Excerpt:

|Publication Type||Journal Article|
|Year of Publication||2013|
|Authors||Galagan, JE, Minch, K, Peterson, M, Lyubetskaya, A, Azizi, E, Sweet, L, Gomes, A, Rustad, T, Dolganov, G, Glotova, I, Abeel, T, Mahwinney, C, Kennedy, AD, Allard, R, Brabant, W, Krueger, A, Jaini, S, Honda, B, Yu, WH, Hickey, MJ, Zucker, J, Garay, C, Weiner, B, Sisk, P, Stolte, C, Winkler, JK, Van de Peer, Y, Iazzetti, P, Camacho, D, Dreyfuss, J, Liu, Y, Dorhoi, A, Mollenkopf, HJ, Drogaris, P, Lamontagne, J, Zhou, Y, Piquenot, J, Park, ST, Raman, S, Kaufmann, SH, Mohney, RP, Chelsky, D, Moody, DB, Sherman, DR, Schoolnik, GK|
We have taken the first steps towards a complete reconstruction of the Mycobacterium tuberculosis regulatory network based on ChIP-Seq and combined this reconstruction with system-wide profiling of messenger RNAs, proteins, metabolites and lipids during hypoxia and re-aeration. Adaptations to hypoxia are thought to have a prominent role in M. tuberculosis pathogenesis. Using ChIP-Seq combined with expression data from the induction of the same factors, we have reconstructed a draft regulatory network based on 50 transcription factors. This network model revealed a direct interconnection between the hypoxic response, lipid catabolism, lipid anabolism and the production of cell wall lipids. As a validation of this model, in response to oxygen availability we observe substantial alterations in lipid content and changes in gene expression and metabolites in corresponding metabolic pathways. The regulatory network reveals transcription factors underlying these changes, allows us to computationally predict expression changes, and indicates that Rv0081 is a regulatory hub.

Data extracts:
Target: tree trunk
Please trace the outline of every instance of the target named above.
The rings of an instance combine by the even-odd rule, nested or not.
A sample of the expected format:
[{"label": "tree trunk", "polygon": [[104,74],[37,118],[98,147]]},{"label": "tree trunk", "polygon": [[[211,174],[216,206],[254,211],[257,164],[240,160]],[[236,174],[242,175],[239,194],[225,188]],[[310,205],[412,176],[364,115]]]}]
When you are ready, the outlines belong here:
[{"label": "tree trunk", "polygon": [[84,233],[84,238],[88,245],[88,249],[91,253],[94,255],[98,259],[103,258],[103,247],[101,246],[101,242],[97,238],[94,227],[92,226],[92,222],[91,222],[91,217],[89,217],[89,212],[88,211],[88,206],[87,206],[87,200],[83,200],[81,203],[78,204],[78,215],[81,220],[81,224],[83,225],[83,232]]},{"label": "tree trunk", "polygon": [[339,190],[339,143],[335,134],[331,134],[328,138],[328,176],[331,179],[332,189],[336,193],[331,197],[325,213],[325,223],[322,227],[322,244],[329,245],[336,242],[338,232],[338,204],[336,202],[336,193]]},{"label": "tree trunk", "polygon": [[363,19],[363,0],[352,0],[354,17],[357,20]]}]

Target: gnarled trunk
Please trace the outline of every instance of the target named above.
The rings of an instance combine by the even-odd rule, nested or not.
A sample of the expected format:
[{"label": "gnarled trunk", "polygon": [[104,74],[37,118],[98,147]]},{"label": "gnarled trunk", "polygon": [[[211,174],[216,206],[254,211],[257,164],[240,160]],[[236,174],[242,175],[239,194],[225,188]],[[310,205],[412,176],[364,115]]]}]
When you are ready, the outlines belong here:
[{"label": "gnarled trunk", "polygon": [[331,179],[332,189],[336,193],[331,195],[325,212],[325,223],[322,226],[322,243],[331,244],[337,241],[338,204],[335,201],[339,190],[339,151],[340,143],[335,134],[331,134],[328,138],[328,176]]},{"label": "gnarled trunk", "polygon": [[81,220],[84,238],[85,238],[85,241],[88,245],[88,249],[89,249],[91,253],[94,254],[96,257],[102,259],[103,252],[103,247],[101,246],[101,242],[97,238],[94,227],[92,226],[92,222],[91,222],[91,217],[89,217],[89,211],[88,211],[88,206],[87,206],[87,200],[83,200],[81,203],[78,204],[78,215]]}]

Task 1: Which kinds of molecules does the tuberculosis abstract say were profiled system-wide during hypoxia and re-aeration?
Task 2:
Answer from the tuberculosis abstract:
(a) In what year was the article published?
(b) On how many transcription factors is the draft regulatory network based?
(c) Which factor does the network indicate is a regulatory hub?

Problem solution 1: Messenger RNAs, proteins, metabolites, and lipids.

Problem solution 2:
(a) 2013
(b) 50
(c) Rv0081